Extracted data entries:
<<<<

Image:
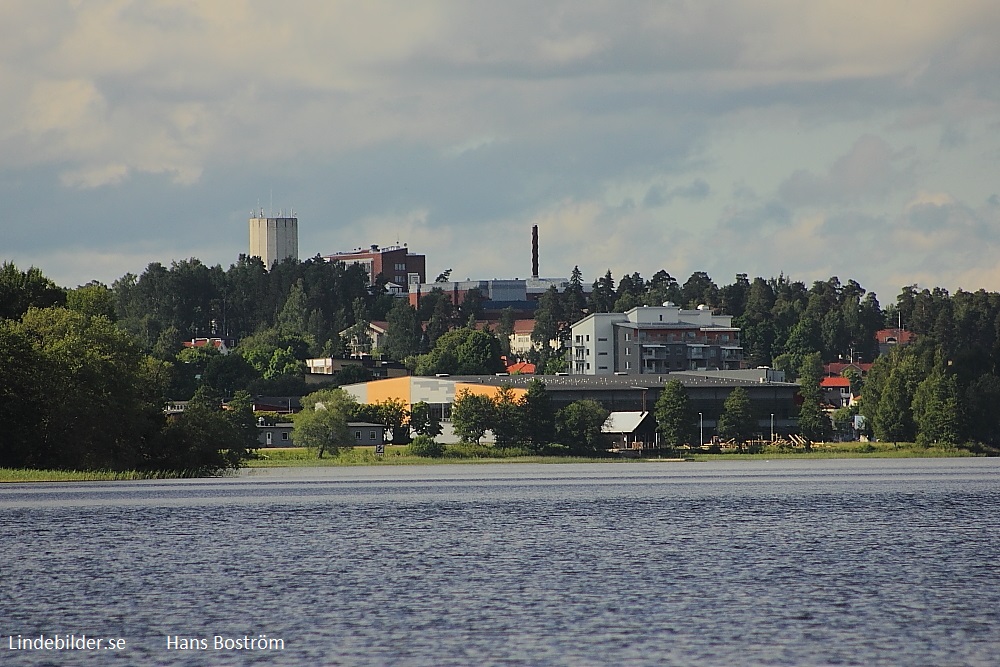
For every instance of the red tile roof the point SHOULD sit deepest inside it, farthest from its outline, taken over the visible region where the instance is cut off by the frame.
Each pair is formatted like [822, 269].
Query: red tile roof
[522, 367]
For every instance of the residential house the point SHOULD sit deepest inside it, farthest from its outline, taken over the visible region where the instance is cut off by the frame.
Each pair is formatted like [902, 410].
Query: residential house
[395, 263]
[631, 431]
[654, 340]
[836, 391]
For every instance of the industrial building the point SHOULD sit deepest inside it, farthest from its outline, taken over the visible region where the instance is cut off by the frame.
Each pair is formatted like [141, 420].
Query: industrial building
[773, 402]
[274, 239]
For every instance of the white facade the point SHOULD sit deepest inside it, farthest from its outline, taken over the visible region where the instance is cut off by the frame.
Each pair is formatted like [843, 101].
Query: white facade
[274, 239]
[653, 339]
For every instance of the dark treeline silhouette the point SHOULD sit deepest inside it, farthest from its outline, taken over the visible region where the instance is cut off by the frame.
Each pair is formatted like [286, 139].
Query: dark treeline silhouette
[943, 388]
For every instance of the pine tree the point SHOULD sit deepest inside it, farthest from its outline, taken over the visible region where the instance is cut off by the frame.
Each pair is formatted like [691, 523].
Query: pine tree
[737, 421]
[674, 419]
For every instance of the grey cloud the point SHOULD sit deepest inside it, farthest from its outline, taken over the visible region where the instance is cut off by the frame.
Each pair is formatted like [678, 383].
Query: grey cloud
[869, 171]
[753, 219]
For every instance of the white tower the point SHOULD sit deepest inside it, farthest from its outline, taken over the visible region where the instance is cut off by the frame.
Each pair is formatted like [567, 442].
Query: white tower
[274, 239]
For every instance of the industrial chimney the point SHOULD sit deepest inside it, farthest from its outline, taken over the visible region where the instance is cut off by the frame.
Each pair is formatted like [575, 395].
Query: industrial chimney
[534, 251]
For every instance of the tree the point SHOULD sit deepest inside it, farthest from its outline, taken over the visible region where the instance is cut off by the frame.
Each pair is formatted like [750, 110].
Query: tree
[403, 332]
[574, 300]
[578, 426]
[394, 414]
[538, 416]
[423, 421]
[504, 330]
[508, 424]
[814, 425]
[92, 299]
[21, 290]
[937, 410]
[322, 423]
[737, 421]
[675, 421]
[472, 415]
[548, 315]
[602, 295]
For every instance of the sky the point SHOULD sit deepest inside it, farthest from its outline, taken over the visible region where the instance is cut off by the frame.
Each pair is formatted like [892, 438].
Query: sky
[815, 139]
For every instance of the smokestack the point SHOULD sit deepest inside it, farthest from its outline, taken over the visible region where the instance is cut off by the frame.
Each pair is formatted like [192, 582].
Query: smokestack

>>>>

> **WORK TO COMPLETE**
Repeat each line of the records exactly. Do not include the pictures.

> **RESPONSE BELOW**
Image:
For every instance of the red tile roof the point SHOULD sit deepest inside it, farthest from its outline, taken over the visible region where the instance is cut off by the frame.
Each pair is formatted like [822, 269].
Query: red tile roof
[522, 367]
For every instance of the residential house the point SHOULD sit deepest inside it, farthest from its outline, taken over the visible region where the instance is cut off by the frame.
Each pair is formatted like [902, 410].
Query: residential house
[395, 263]
[631, 431]
[654, 340]
[836, 391]
For every instance of the industrial building the point SHOULD sit deepest inside it, farthest from its outline, taken over the visible region where the instance is cut off by the frame.
Each pair is formatted like [141, 420].
Query: industrial building
[773, 402]
[274, 239]
For every instance of the white facade the point SHOULD sit deepest inside it, farthest from its outline, taken over the visible region where the instance is cut off by the frame.
Each pair is formatted like [843, 101].
Query: white facade
[274, 239]
[653, 339]
For every instance of the dark treeline silhouette the point SHOULD sit deepest inside it, farthest from its outline, taken over the visible region where the instance is cut off by the frame.
Each pair is formatted like [286, 139].
Query: dark treeline silhouette
[943, 388]
For every instance of the pine tree the point SHOULD sit deepest inside it, farthest from its outline, taken over the visible region where the instance is cut off by the frame.
Each pair is formatted like [691, 523].
Query: pine tree
[737, 421]
[674, 419]
For every instance of the grey cloud the point SHOULD sit deepest inside it, farthest from its outline, taken over the visible region where the instance is cut off by the frame.
Each pair is formatted like [678, 383].
Query: grey cloud
[869, 171]
[753, 219]
For every instance of the white tower the point SHOULD sit deepest inside it, farthest from its outline, taken over the visible region where the instance is cut off by the frame.
Each pair is formatted like [567, 442].
Query: white tower
[274, 239]
For every instance of the industrial chimney the point SHOULD sit deepest inside it, farthest from its outline, taken over the visible region where the instance is cut off by the frame.
Each pair is formatted like [575, 395].
Query: industrial chimney
[534, 251]
For every instance of the tree the point SHOULD sit deepest inside it, farthest from its outline, taken over the visible region where the instance is cut off by the frame.
Each pair is formatted like [750, 110].
Query: tree
[403, 332]
[574, 300]
[578, 426]
[394, 414]
[538, 416]
[423, 421]
[504, 330]
[508, 424]
[814, 425]
[92, 299]
[21, 290]
[937, 410]
[322, 423]
[737, 421]
[675, 421]
[472, 415]
[548, 315]
[602, 295]
For every instance of the sky the point SHOULD sit deepest inside it, farthest from its outline, taken over the visible region where the instance is cut off by the frame.
Each pair is formatted like [892, 438].
Query: sky
[815, 139]
For every instance of the smokestack the point SHOULD sit deepest inside it, farthest from its outline, taken over the visible region where the instance is cut off by the frame.
Each pair is formatted like [192, 582].
Query: smokestack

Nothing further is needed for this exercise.